(Records)
────────────────────

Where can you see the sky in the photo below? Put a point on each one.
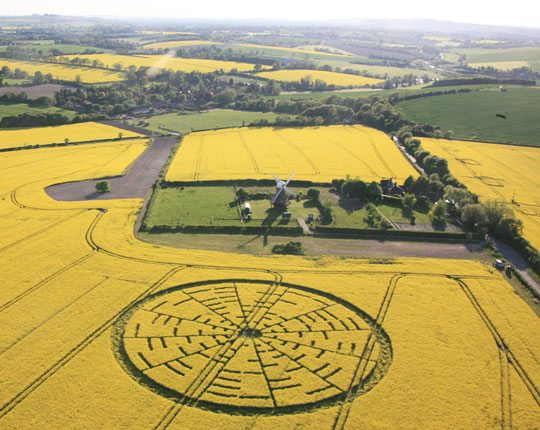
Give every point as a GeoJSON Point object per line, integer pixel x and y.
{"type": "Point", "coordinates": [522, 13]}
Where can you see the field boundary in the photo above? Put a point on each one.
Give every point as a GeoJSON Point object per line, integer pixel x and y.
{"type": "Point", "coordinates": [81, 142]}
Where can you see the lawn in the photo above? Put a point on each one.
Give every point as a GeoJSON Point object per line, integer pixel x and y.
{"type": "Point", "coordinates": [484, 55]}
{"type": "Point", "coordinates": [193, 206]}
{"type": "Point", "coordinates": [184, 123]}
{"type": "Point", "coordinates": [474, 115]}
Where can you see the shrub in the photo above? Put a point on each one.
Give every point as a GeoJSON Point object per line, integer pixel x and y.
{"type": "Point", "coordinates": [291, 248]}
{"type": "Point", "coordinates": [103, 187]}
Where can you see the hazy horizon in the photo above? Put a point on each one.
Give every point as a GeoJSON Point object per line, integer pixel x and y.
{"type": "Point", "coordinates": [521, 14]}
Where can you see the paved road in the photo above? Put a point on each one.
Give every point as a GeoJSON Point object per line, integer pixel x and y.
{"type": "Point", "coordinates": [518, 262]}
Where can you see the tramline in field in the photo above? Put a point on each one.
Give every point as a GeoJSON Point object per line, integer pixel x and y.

────────────────────

> Task objective
Write out all the rows above again, requests included, and shift every coordinate in the answers by -94. Leave the pictures out.

> Task answer
Where can you see the sky in the photo below? Put a point on each one.
Give every point as a GeoJSON Point object per line, integer pixel x and y.
{"type": "Point", "coordinates": [428, -81]}
Where can you see the field boundary in the photo above? Put a point on each one.
Give every point as a GeoJSON Point object per line, integer pixel x and y.
{"type": "Point", "coordinates": [-13, 48]}
Where can you see the lawn in the photo above? Put a point on each one.
Give every point as a GeoJSON Point object per line, integer pixel x and y.
{"type": "Point", "coordinates": [390, -39]}
{"type": "Point", "coordinates": [99, 112]}
{"type": "Point", "coordinates": [90, 29]}
{"type": "Point", "coordinates": [380, 21]}
Where can you see the shrub in the photo above? Put a point on each one.
Give every point as a GeoJSON Point object per line, integer pixel x and y.
{"type": "Point", "coordinates": [197, 154]}
{"type": "Point", "coordinates": [9, 93]}
Where can you see the hazy horizon in the photo above? Put a point on each one.
Give every point as a GeoJSON Point object per line, integer pixel x and y.
{"type": "Point", "coordinates": [427, -80]}
Where can you see the paved road in the photo above? Put a point on each one.
Give every point as a GeoJSON Point object per line, integer pixel x and y.
{"type": "Point", "coordinates": [424, 168]}
Where can you see the tramline in field in the photo above? Put a point on each one.
Give every point as a GeoJSON Point object per line, integer pixel x and y.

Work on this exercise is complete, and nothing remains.